## begin Extract to read
# Uber no longer renting phones?



## Uberbugg (Jul 3, 2016)

I visited my local activation Uber center July 1st to have my inspection and paperwork uploaded. He gave me my welcome packet (a phone mount, trade dress, a pamphlet, a business card).
I asked about a phone because "i heard uber rents phones".
He said " Aww nah we dont do that anymore. It was too expensive."
Is this true?


----------



## EpicBeard (Oct 11, 2015)

I don't know if it's true, but a word to the wise: accepting anything Uber "offers" is guaranteed to screw you.


----------



## thegamerdad (Jul 6, 2016)

Uberbugg said:


> I visited my local activation Uber center July 1st to have my inspection and paperwork uploaded. He gave me my welcome packet (a phone mount, trade dress, a pamphlet, a business card).
> I asked about a phone because "i heard uber rents phones".
> He said " Aww nah we dont do that anymore. It was too expensive."
## end Extract to read
Exercise tasks:
(a) In the forum thread about Uber phone rentals, what reason was Uberbugg given for why Uber stopped renting phones?
(b) Resume the forum thread about Uber phone rentals, starting right after its last line.
## begin Data block
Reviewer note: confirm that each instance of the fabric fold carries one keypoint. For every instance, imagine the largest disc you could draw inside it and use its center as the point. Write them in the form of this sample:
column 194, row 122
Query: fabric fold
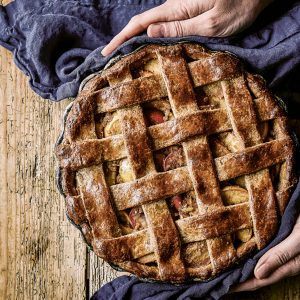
## end Data block
Results for each task:
(a) It was too expensive.

(b)
> Is this true?


Yeah they do not rent phones any more. Instead after you do 20 or 25 total rides, you are eligible for carrier discounts. Each one is different. For Verizon I believe it is 15% off your service which is a nice little perk.


----------



## FAC (Mar 27, 2016)

They give you phone mounts now?


----------



## thegamerdad (Jul 6, 2016)

FAC said:


> They give you phone mounts now?


Do they? I actually haven't received anything from them.


----------



## rtaatl (Jul 3, 2014)

They used to give phone mounts a couple of years ago.....you also got the lighted U signs too.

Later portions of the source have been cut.